- _TASK REQUIREMENTS_: For each statement, answer yes or no on whether the passage on cancer treatment studies agrees with it, and quote the words that decide it: (a) Fatigue occurred in 77% of patients on the lenalidomide and rituximab regimen; (b) patients who stopped their statins died at a significantly higher rate in the first 60 days; (c) most patients in the statin study had been taking statins for at least five years.

-------- PASSAGE TO READ --------

The complete response rate among 55 evaluable patients (median age, 53 years) was 71%. The overall response rate (complete plus partial response) was 96%. Two-year PFS was 89%. “That is pretty respectable,” Dr. Martin said. He noted that there was no significant association between complete response rates and Follicular Lymphoma International Prognostic Index scores, the presence of bulky disease, or tumor grade. Among eight evaluable patients who progressed, two had stopped treatment after one or two cycles because of toxicity and two had achieved a complete response.
The regimen was fairly well tolerated, with very low rates of grade 3 or 4 hematological and nonhematological toxicities. Grade 3 or 4 neutropenia occurred in 19%, with only one case of febrile neutropenia. Fatigue was common, occurring in 77% of patients. Infection was low (grade 2 or 3, approximately 25%).
“Preliminarily, it’s clear that the response rate and toxicity profile were quite comparable to a standard chemotherapy regimen like R-CHOP (rituximab, cyclophosphamide, doxorubicin, vincristine, and prednisone) or rituximab and bendamustine,” Dr. Martin said. He concluded, “In patients with low- and intermediate-risk follicular lymphoma, the combination of lenalidomide and rituximab is highly active as front-line therapy.”
He commented further that if the lenalidomide/rituximab combination has similar response rates in an ongoing phase 3 trial versus R-CHOP, it would likely replace R-CHOP as a backbone of treatment because of the infection, alopecia, and secondary malignancies associated with R-CHOP. Long-term data for lenalidomide are insufficient to determine if it is associated with secondary malignancies, he added.
Managing Comorbidities in Oncology: A Multisite Randomized Controlled Trial of Continuing Versus Discontinuing Statins in the Setting of Life-Limiting Illness
“We can’t focus only on cancer survival without addressing the issue of palliative care,” Dr. Abernethy said. “A critical question about which we are uncertain is, ‘Which medications are needed for best results and which ones can be discontinued?’ ”
Dr. Abernethy added that in many cases, cancer patients have been using drugs such as statins for years, yet few clinicians question whether the statins offer any benefit to the patients or whether discontinuing them would affect patients in their final days.
In Dr. Abernethy’s multicenter study, 381 patients were randomized to either discontinue statin use (n = 189) or to continue with their statins (n = 192). Their mean age was 74 years; 49% had cancer (primarily lung, breast, and colorectal), and 69% had been taking statins for at least five years.
Analysis showed no significant difference in mortality between groups within the first 60 days of discontinuing statins (23.8% for those who discontinued versus 20.2% for those who continued, P = 0.36). A Kaplan-Meier analysis showed a trend toward greater survival among those who discontinued therapy (a mean of 229 days compared with a mean of 190 days for those who continued therapy; P = 0.6).

-------- RECORDS --------

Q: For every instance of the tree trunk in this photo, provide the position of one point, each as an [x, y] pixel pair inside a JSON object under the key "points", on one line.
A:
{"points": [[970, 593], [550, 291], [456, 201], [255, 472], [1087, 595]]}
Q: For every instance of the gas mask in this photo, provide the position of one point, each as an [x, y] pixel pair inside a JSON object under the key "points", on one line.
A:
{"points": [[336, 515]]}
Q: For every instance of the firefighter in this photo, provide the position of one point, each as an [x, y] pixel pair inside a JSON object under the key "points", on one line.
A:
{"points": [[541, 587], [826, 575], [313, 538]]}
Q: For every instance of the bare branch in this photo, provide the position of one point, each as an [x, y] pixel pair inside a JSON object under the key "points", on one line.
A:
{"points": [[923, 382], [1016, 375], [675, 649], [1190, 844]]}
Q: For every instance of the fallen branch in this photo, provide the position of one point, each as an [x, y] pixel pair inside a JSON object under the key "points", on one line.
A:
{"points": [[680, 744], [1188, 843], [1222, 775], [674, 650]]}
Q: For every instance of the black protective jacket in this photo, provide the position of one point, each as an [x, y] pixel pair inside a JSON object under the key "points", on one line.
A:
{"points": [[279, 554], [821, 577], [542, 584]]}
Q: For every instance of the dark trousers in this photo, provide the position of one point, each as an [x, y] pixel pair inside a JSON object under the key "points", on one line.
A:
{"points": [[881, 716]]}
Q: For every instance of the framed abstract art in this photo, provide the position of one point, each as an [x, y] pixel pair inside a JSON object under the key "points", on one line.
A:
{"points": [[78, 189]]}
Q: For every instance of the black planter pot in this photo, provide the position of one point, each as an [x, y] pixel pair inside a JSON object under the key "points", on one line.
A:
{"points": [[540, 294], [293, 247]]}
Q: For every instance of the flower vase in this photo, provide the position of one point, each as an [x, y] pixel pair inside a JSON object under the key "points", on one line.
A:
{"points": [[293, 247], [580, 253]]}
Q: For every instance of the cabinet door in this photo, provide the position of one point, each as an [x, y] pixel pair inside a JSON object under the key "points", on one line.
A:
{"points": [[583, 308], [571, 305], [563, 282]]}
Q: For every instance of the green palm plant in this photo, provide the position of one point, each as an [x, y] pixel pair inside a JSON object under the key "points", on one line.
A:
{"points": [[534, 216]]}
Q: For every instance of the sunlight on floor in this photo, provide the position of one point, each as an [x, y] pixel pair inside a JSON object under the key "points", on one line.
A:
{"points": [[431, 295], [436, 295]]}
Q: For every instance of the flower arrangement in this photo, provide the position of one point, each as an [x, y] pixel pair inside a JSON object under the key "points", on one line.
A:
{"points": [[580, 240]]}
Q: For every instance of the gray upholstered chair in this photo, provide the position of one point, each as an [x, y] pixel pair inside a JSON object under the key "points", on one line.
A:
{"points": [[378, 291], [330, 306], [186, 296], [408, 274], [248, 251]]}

--------

- _REPLY TO THE EXERCISE_:
(a) Yes: "Fatigue was common, occurring in 77% of patients."
(b) No: "Analysis showed no significant difference in mortality between groups within the first 60 days of discontinuing statins"
(c) Yes: "69% had been taking statins for at least five years."